* Begin Data for this exercise *

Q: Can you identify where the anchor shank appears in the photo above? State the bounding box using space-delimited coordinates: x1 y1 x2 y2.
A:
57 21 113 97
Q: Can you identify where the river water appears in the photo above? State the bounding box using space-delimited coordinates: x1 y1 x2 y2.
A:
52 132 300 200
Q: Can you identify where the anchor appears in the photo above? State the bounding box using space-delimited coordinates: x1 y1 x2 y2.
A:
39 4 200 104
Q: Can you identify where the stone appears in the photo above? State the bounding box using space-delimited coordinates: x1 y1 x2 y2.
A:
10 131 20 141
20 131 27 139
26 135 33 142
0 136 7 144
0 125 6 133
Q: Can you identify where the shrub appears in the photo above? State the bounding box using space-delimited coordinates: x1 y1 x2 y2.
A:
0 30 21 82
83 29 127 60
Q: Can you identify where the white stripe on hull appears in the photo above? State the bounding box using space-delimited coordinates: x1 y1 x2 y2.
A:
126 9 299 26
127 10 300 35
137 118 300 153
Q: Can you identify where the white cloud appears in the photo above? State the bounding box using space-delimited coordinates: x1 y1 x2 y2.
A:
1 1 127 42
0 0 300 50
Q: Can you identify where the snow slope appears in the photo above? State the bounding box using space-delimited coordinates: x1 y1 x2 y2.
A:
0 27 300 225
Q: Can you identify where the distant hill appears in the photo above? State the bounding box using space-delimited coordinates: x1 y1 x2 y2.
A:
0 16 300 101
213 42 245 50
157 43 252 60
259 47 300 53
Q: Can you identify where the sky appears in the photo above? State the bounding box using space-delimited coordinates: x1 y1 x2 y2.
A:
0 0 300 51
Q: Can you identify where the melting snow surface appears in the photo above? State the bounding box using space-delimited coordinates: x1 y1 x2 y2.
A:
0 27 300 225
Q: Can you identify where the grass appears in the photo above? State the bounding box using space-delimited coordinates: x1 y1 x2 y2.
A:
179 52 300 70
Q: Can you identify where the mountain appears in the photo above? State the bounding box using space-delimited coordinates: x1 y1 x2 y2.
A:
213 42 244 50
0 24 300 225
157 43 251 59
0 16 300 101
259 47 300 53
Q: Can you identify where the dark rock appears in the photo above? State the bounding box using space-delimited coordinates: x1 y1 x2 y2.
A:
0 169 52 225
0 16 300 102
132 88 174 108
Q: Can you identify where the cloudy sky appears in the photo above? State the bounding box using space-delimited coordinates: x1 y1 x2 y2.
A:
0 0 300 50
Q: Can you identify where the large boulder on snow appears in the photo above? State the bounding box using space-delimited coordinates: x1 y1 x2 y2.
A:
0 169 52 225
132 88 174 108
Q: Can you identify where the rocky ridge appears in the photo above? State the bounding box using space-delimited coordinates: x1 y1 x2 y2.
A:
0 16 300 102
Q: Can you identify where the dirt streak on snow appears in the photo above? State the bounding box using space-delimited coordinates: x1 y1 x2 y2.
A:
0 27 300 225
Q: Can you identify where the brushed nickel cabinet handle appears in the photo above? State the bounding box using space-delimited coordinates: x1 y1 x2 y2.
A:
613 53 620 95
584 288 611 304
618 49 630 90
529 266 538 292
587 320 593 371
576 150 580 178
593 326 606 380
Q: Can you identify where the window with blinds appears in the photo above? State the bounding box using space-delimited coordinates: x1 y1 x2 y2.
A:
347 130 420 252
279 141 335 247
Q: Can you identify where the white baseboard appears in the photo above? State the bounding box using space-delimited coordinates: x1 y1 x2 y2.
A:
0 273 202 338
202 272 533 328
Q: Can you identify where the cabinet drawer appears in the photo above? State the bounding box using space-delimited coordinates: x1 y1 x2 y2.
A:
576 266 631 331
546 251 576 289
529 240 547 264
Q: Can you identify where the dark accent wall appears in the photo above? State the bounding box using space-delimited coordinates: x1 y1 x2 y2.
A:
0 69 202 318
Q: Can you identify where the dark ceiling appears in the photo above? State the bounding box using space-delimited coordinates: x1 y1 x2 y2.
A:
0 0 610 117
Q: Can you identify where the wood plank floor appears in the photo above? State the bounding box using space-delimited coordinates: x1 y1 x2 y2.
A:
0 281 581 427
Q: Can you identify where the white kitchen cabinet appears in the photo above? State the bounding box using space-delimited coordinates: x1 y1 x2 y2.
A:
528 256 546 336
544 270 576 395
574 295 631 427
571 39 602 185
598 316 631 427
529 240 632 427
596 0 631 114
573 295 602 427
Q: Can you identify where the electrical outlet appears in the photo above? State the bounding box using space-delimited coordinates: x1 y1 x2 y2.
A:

* End Data for this exercise *

Given problem: Collect every line of the material above that contains the string "anchor", treating uppercase and lowercase as different.

Answer:
Q: Can you identify where the anchor shank appears in the photo above? State the bounding box using space-delimited coordinates: x1 y1 x2 y2.
Q: Can you identify where the anchor appears in the photo above? State the bounding box using space-delimited coordinates: x1 y1 x2 y2.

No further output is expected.